— Stated exercise 1 —
Render the lines of the listing below as a JSON list of strings, one string per line and blank lines omitted. Start with the line containing "of the pair" and include every line through the final line of the listing.

start Passage given

All projects within TfWRS are underpinned by a robust risk management process. The approach of progressive risk management is used throughout each stage of the rolling stock projects lifecycle and ultimately to ensure that all new and cascaded Units are introduced to the required standards, and that they achieve and continue to meet TfWRS's contracted requirements in this regard.

 

1.2 Risks to the New and Cascaded Fleets Introduction Programme

The approach for identification and mitigation of risks relating to the introduction of new and cascaded fleets are mainly:

  • Maintaining the reliability of each Class of new and cascaded trains to be introduced to the franchise and mitigation of risks that could reduce that reliability
  • Ensuring that the number of Units required to deliver the passenger service timetable requirements are delivered and available on time to meet TfWRS and its client's needs and mitigation of risks that could affect such availability
  • Threats to the availability of maintenance facilities and activities
  • Changes to processes, e.g. as a result of changes to legislation
  • Perturbances which could affect TfWRS's ability to deliver on its contractual commitments
  • Anything that could affect the achievement of Safety, Environmental or Quality standards

In addition to TfWRS's pro-active identification of risks, the company shall employ standard embedded processes to ensure continuity of performance e.g. Suppliers, staff competency, best practice procedures, etc.

end Passage given

— Stated exercise 2 —
Set down the risk management passage word for word, from "All projects within" through "in this regard.", inclusive.

start Record excerpts

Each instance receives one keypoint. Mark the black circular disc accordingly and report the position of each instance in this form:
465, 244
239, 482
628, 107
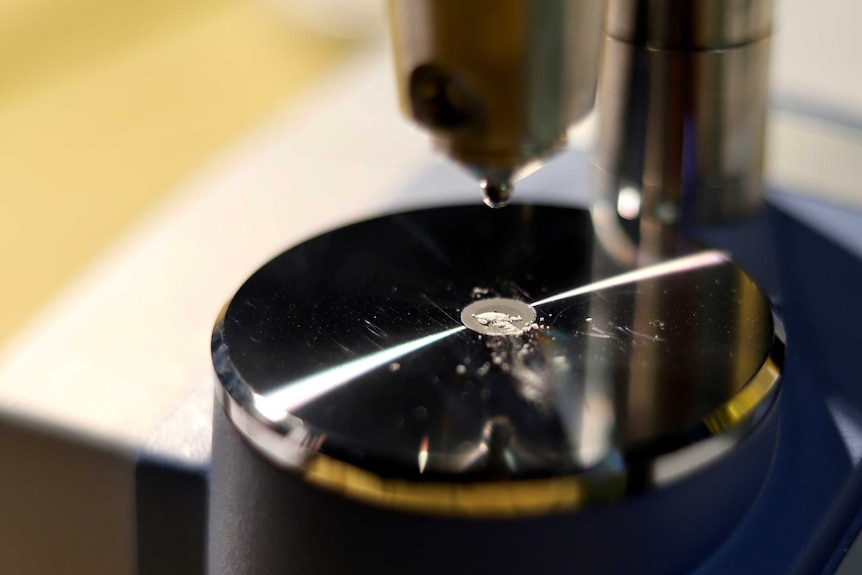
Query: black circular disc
361, 345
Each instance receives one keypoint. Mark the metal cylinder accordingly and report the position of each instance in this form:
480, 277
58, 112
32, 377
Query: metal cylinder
497, 84
682, 100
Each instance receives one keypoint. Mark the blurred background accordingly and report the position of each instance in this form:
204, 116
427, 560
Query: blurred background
107, 106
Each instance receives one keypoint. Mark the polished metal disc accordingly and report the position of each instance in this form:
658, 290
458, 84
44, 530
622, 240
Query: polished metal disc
471, 346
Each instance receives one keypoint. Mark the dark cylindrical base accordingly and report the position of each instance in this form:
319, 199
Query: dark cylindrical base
265, 520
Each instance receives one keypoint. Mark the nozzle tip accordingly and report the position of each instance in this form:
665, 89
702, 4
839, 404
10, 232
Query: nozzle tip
496, 194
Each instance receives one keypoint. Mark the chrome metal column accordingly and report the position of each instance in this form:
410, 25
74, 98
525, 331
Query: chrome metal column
682, 98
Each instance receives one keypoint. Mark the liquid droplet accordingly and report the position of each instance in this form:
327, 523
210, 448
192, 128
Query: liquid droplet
496, 194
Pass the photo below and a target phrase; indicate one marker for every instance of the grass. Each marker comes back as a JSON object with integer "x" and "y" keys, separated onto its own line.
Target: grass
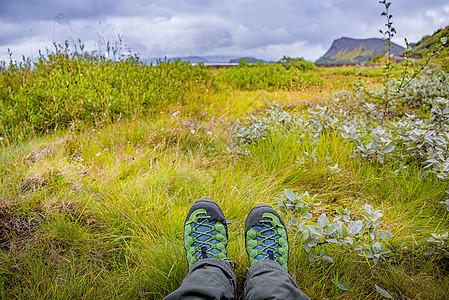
{"x": 97, "y": 211}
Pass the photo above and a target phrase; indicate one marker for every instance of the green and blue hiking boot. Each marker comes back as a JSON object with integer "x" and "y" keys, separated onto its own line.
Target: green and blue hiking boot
{"x": 205, "y": 232}
{"x": 266, "y": 236}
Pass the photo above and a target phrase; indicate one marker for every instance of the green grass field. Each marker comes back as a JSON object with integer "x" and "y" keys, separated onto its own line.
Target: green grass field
{"x": 94, "y": 193}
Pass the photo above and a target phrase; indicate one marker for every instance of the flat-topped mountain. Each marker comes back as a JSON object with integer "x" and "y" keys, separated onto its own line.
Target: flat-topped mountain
{"x": 348, "y": 51}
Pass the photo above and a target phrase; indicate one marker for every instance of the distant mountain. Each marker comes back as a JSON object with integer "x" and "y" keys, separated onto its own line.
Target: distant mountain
{"x": 348, "y": 51}
{"x": 428, "y": 42}
{"x": 248, "y": 60}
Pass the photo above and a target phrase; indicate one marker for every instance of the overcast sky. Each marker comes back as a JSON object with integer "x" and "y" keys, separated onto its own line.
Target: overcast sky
{"x": 267, "y": 29}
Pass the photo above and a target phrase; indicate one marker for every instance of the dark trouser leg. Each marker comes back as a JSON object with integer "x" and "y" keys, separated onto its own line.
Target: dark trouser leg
{"x": 208, "y": 278}
{"x": 269, "y": 280}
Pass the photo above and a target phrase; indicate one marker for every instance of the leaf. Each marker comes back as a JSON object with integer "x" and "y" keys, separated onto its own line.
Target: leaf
{"x": 341, "y": 284}
{"x": 383, "y": 292}
{"x": 387, "y": 149}
{"x": 328, "y": 259}
{"x": 355, "y": 227}
{"x": 384, "y": 235}
{"x": 323, "y": 220}
{"x": 290, "y": 195}
{"x": 332, "y": 228}
{"x": 316, "y": 230}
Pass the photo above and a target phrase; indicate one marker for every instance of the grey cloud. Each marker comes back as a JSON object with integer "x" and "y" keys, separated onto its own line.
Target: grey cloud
{"x": 202, "y": 27}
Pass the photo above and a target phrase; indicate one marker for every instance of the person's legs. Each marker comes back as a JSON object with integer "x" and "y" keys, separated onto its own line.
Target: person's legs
{"x": 267, "y": 247}
{"x": 209, "y": 278}
{"x": 205, "y": 239}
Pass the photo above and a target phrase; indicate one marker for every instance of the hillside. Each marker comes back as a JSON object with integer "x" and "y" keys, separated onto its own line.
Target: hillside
{"x": 348, "y": 51}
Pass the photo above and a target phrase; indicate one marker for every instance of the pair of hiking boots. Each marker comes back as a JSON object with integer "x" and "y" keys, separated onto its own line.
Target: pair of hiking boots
{"x": 206, "y": 234}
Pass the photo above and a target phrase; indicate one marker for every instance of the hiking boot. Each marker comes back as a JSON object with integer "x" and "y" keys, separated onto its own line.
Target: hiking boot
{"x": 205, "y": 232}
{"x": 266, "y": 236}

end Record excerpts

— Complete response 1 —
[
  "Pass the photo above and a target phrase; indicate one marker for every instance of the pair of hiking boots. Each marker comes back as a JSON object with integer \"x\" and \"y\" keys, separated onto its own line.",
  "Target: pair of hiking boots",
  "{\"x\": 206, \"y\": 234}",
  "Pass the photo above and a target phrase; indicate one marker for every instance of the hiking boot. Each marker comes back as a JSON object with integer \"x\" and \"y\" keys, separated onto its own line.",
  "Target: hiking boot",
  "{\"x\": 205, \"y\": 232}",
  "{\"x\": 266, \"y\": 236}"
]

— Complete response 2 —
All projects within TfWRS are underpinned by a robust risk management process. The approach of progressive risk management is used throughout each stage of the rolling stock projects lifecycle and ultimately to ensure that all new and cascaded Units are introduced to the required standards, and that they achieve and continue to meet TfWRS's contracted requirements in this regard.